◆ TASK TO COMPLETE:
Please reproduce all of the data below word for word, keeping every line in its original order.

◆ Stored items:
+ + + + + + +

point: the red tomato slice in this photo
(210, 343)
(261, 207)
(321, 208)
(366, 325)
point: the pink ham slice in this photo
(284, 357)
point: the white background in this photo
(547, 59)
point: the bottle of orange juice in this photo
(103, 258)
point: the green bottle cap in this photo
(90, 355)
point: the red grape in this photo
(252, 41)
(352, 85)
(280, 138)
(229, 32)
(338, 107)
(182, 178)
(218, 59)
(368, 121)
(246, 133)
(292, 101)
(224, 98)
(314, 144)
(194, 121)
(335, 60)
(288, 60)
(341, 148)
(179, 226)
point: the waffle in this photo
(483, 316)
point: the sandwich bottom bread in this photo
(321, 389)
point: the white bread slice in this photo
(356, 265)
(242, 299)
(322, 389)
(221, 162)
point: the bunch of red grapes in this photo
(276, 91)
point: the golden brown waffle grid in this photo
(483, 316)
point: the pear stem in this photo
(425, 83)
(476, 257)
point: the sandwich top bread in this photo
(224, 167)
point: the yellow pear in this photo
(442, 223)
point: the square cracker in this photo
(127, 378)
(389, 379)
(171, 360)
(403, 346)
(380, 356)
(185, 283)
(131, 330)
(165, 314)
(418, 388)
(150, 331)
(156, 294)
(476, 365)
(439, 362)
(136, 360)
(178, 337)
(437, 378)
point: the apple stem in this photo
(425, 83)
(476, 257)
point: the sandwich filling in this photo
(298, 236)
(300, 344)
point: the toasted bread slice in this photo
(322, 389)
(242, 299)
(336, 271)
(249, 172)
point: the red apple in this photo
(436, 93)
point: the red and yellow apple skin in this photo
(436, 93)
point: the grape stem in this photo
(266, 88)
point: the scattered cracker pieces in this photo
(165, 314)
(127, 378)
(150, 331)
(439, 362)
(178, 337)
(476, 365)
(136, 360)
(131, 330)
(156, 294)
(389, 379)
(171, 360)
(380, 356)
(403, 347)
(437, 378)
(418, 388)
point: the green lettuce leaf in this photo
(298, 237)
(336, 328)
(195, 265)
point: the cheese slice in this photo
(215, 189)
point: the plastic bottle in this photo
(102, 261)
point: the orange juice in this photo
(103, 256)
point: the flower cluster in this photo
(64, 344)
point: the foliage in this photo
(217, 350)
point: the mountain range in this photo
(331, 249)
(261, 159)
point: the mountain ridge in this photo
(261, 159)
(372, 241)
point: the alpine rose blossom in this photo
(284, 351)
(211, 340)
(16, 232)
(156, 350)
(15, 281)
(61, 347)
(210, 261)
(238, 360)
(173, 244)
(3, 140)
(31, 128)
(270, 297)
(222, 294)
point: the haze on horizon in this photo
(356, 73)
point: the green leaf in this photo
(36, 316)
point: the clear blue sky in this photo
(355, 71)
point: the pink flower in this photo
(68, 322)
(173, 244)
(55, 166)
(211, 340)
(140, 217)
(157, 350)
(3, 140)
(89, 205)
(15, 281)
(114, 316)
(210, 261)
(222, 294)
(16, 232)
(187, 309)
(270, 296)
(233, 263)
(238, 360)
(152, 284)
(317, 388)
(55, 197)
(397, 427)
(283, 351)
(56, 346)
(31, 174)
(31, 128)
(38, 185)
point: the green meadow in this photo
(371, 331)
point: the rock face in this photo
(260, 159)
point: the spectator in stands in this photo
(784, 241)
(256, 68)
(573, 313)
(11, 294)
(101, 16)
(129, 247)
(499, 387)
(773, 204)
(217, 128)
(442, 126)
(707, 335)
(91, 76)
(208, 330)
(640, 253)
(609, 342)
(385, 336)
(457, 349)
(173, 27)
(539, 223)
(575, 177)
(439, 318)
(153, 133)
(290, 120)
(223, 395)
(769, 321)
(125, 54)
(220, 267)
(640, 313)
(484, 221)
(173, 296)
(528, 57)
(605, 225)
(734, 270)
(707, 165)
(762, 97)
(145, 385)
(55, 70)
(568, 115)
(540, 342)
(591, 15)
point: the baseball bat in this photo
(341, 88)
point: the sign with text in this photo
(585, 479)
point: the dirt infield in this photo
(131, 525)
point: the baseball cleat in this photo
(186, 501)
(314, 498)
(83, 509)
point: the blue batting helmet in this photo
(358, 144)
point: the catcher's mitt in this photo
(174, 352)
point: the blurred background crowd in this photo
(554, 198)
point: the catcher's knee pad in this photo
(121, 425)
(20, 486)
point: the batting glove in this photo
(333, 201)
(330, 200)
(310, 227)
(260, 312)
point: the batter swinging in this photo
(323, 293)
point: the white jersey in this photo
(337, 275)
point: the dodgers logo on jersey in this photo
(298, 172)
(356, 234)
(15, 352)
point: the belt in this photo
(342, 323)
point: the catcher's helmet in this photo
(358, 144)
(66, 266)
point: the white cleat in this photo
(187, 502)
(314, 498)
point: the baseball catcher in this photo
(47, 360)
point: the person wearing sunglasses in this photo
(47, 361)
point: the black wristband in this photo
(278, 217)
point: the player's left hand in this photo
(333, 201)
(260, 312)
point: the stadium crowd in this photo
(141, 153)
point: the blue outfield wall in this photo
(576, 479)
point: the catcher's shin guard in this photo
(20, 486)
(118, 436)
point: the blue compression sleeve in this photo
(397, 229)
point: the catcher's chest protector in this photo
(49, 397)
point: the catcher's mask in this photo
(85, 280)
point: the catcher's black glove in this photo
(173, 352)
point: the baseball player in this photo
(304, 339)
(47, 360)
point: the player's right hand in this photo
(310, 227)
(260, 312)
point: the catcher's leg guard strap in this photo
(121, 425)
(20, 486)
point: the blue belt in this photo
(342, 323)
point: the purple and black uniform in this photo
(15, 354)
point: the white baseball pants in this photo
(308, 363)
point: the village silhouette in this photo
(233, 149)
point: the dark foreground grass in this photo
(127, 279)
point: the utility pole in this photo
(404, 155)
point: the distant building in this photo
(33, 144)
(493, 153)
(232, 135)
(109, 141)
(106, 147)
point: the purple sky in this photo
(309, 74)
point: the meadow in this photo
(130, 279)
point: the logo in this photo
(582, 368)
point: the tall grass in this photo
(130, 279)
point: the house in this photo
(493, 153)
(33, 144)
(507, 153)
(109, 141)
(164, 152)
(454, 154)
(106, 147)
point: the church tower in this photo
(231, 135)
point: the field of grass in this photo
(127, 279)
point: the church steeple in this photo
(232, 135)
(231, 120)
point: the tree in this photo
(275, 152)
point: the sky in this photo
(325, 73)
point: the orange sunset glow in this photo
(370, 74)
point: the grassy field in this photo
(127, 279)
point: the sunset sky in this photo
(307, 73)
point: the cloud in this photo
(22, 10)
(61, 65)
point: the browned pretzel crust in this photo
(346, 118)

+ + + + + + +

◆ WRITTEN SOLUTION:
point: the red tomato slice in this photo
(210, 343)
(261, 207)
(321, 208)
(366, 325)
point: the pink ham slice in this photo
(284, 357)
point: the white background in this photo
(547, 59)
point: the bottle of orange juice in this photo
(103, 258)
point: the green bottle cap in this photo
(90, 355)
point: the red grape in this photo
(252, 41)
(352, 85)
(280, 138)
(229, 32)
(338, 107)
(182, 178)
(218, 59)
(368, 121)
(246, 133)
(292, 101)
(224, 98)
(314, 144)
(194, 121)
(335, 60)
(288, 60)
(341, 148)
(179, 226)
point: the waffle in this photo
(483, 316)
point: the sandwich bottom bread in this photo
(321, 389)
point: the white bread slice in this photo
(356, 265)
(242, 299)
(322, 389)
(221, 162)
point: the bunch of red grapes in this photo
(276, 91)
point: the golden brown waffle grid in this photo
(483, 316)
point: the pear stem in this photo
(425, 83)
(476, 257)
point: the sandwich top bread in this photo
(224, 167)
point: the yellow pear in this photo
(442, 223)
point: the square cracker in this photo
(127, 378)
(389, 379)
(171, 360)
(403, 346)
(380, 356)
(185, 283)
(131, 330)
(165, 314)
(418, 388)
(150, 331)
(156, 294)
(476, 365)
(439, 362)
(136, 360)
(178, 337)
(437, 378)
point: the apple stem in this photo
(425, 83)
(476, 257)
point: the sandwich filling in this photo
(298, 236)
(300, 344)
point: the toasted bread slice in this photo
(322, 389)
(242, 299)
(336, 271)
(249, 172)
point: the red apple in this photo
(436, 93)
point: the red and yellow apple skin in this photo
(436, 93)
point: the grape stem in this photo
(266, 88)
point: the scattered cracker pieces in this photo
(165, 314)
(127, 378)
(150, 331)
(439, 362)
(178, 337)
(476, 365)
(136, 360)
(131, 330)
(156, 294)
(389, 379)
(171, 360)
(380, 356)
(403, 347)
(437, 378)
(418, 388)
point: the green lettuce leaf in this photo
(298, 237)
(336, 328)
(195, 265)
point: the cheese slice in this photo
(215, 189)
point: the plastic bottle in this photo
(102, 261)
point: the orange juice in this photo
(103, 256)
point: the flower cluster in this photo
(64, 344)
point: the foliage in this photo
(217, 350)
point: the mountain range in this photo
(331, 249)
(261, 159)
point: the mountain ridge in this photo
(261, 159)
(372, 241)
point: the alpine rose blossom in this photo
(284, 351)
(211, 340)
(16, 232)
(156, 350)
(15, 281)
(61, 347)
(210, 261)
(238, 360)
(173, 244)
(3, 140)
(31, 128)
(270, 297)
(222, 294)
point: the haze on horizon in this photo
(356, 73)
point: the green leaf in this photo
(36, 316)
point: the clear blue sky in this photo
(355, 71)
point: the pink flower in this photo
(68, 322)
(173, 244)
(55, 166)
(211, 340)
(140, 217)
(157, 350)
(3, 140)
(89, 205)
(15, 281)
(114, 316)
(210, 261)
(222, 294)
(16, 232)
(187, 309)
(270, 296)
(233, 263)
(238, 360)
(152, 284)
(317, 388)
(55, 197)
(397, 427)
(283, 351)
(56, 346)
(31, 174)
(31, 128)
(38, 185)
point: the green meadow in this photo
(371, 331)
point: the rock face in this photo
(260, 159)
point: the spectator in stands in this photo
(784, 241)
(256, 68)
(573, 313)
(11, 294)
(101, 16)
(129, 247)
(499, 387)
(773, 204)
(217, 128)
(442, 126)
(707, 335)
(91, 76)
(208, 330)
(640, 253)
(609, 342)
(385, 336)
(457, 349)
(173, 27)
(539, 223)
(575, 177)
(439, 318)
(153, 133)
(290, 120)
(223, 395)
(769, 321)
(125, 54)
(220, 267)
(640, 313)
(484, 221)
(173, 296)
(528, 57)
(605, 225)
(734, 270)
(707, 165)
(762, 97)
(145, 385)
(55, 70)
(568, 115)
(540, 342)
(591, 15)
point: the baseball bat in this photo
(341, 88)
point: the sign with text in this photo
(585, 479)
point: the dirt infield in this photo
(131, 525)
point: the baseball cleat in this photo
(186, 501)
(314, 498)
(83, 509)
point: the blue batting helmet in this photo
(358, 144)
point: the catcher's mitt in this photo
(174, 352)
point: the blurred background crowd in this photo
(554, 198)
point: the catcher's knee pad in this photo
(121, 425)
(20, 486)
point: the batting glove in this photo
(333, 201)
(330, 200)
(310, 227)
(260, 312)
point: the batter swinging in this photo
(323, 293)
point: the white jersey in this photo
(337, 275)
point: the dodgers logo on jersey in this photo
(298, 172)
(356, 234)
(15, 352)
point: the belt in this photo
(342, 323)
point: the catcher's helmet in this photo
(358, 144)
(66, 266)
point: the white cleat in this photo
(187, 502)
(314, 498)
point: the baseball catcher in this photo
(47, 360)
point: the person wearing sunglasses in this photo
(47, 361)
point: the black wristband in this photo
(278, 217)
point: the player's left hand in this photo
(333, 201)
(260, 312)
point: the stadium crowd in this photo
(141, 153)
point: the blue outfield wall in this photo
(576, 479)
point: the catcher's shin guard in this photo
(20, 486)
(118, 436)
point: the blue compression sleeve in this photo
(397, 229)
point: the catcher's chest protector in this photo
(49, 397)
point: the catcher's mask in this photo
(85, 280)
point: the catcher's black glove in this photo
(173, 352)
point: the baseball player in this photo
(304, 339)
(47, 360)
point: the player's right hand in this photo
(310, 227)
(260, 312)
point: the catcher's leg guard strap in this photo
(121, 425)
(20, 486)
point: the blue belt in this photo
(342, 323)
point: the purple and black uniform in this photo
(15, 354)
point: the white baseball pants in this photo
(308, 363)
point: the village silhouette in this photo
(233, 149)
point: the dark foreground grass in this photo
(127, 279)
point: the utility pole in this photo
(404, 155)
point: the distant building in this photo
(33, 144)
(493, 153)
(232, 135)
(109, 141)
(106, 147)
point: the purple sky in this photo
(309, 74)
point: the meadow in this photo
(130, 279)
point: the logo in this photo
(582, 368)
point: the tall grass in this photo
(130, 279)
point: the house in this photo
(493, 153)
(33, 144)
(507, 153)
(109, 141)
(164, 152)
(454, 154)
(106, 147)
point: the church tower in this photo
(231, 135)
point: the field of grass in this photo
(127, 279)
point: the church steeple in this photo
(232, 135)
(231, 120)
point: the tree in this photo
(275, 152)
point: the sky in this photo
(325, 73)
point: the orange sunset glow in this photo
(370, 74)
point: the grassy field in this photo
(127, 279)
point: the sunset sky in this photo
(307, 73)
point: the cloud in this photo
(22, 10)
(61, 65)
point: the browned pretzel crust in this photo
(346, 118)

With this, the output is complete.